• **WRITTEN PROBLEM 1**:
Translate this sentence from the HBase thread below into German: "HBase snapshot is not available in 0.92.x"
• **WRITTEN PROBLEM 2**:
According to the HBase thread below, how many regions and HFiles does Jerry's test use?

• **TEXT**:
<<<<

Re: Performance between HBaseClient scan and HFileReaderV2

Ted Yu Thu, 02 Jan 2014 15:36:59 -0800

Jerry:
HBase snapshot is not available in 0.92.x
So you cannot use HBASE-10076 in 0.92


FYI


On Thu, Jan 2, 2014 at 3:31 PM, Jerry Lam <[email protected]> wrote:

> Hello Sergey and Enis,
>
> Thank you for the pointer! HBASE-8691 will definitely help. HBASE-10076
> (Very interesting/exciting feature by the way!) is what I need. How can I
> port it to 0.92.x if it is at all possible?
>
> I understand that my test is not realistic however since I have only 1
> region with 1 HFile (this is by design), so there should not have any
> "merge" sorted read going on.
>
> One thing I'm not sure is that since I use snappy compression, does the
> value of the KeyValue is decompress at the region server? If yes, I think
> it is quite inefficient because the decompression can be done at the client
> side. Saving bandwidth saves a lot of time for the type of workload I'm
> working on.

>>>>

• **RECORD EXTRACTS**:

<<<<

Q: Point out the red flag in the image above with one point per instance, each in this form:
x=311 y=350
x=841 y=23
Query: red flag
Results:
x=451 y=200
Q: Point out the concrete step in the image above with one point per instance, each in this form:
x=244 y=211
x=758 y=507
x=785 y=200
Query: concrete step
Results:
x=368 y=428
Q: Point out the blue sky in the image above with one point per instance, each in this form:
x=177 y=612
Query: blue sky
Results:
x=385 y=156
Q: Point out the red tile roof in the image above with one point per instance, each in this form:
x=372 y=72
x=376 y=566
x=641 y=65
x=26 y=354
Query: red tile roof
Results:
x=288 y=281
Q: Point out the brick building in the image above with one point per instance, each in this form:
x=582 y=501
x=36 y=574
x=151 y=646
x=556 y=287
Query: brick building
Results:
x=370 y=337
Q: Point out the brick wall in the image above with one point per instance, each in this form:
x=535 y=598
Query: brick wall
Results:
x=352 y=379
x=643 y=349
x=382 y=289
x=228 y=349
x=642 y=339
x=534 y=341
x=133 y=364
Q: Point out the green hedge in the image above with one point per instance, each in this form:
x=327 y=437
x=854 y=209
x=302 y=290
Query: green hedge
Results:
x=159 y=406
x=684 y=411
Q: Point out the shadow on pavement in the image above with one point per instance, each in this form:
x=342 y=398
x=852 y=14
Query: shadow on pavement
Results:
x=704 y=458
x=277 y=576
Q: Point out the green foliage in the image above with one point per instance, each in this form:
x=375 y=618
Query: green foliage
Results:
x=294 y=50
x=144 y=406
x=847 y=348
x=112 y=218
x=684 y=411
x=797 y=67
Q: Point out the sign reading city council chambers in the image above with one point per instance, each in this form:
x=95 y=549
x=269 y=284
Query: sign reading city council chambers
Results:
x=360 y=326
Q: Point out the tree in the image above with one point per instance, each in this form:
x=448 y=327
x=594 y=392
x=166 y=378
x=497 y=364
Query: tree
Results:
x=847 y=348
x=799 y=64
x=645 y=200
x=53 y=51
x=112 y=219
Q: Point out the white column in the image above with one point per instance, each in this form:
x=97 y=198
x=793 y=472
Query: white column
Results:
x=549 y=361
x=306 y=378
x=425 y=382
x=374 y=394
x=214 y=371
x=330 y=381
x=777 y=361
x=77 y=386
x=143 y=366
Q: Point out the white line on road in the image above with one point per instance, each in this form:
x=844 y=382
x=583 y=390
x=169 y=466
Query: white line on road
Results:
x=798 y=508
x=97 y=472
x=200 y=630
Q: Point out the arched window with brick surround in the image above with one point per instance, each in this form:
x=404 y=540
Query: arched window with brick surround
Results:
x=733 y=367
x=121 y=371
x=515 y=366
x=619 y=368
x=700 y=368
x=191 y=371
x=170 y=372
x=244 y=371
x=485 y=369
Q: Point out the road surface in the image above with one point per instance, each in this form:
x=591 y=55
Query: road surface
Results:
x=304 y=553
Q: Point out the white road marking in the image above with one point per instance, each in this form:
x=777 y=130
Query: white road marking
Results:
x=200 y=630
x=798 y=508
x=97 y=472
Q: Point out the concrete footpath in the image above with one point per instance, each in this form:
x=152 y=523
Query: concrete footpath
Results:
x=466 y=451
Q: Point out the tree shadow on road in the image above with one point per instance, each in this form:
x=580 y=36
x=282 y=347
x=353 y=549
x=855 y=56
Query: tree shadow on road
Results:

>>>>

• **EXERCISE RESPONSE 1**:
Der HBase-Snapshot ist in 0.92.x nicht verfügbar.

• **EXERCISE RESPONSE 2**:
One region with one HFile.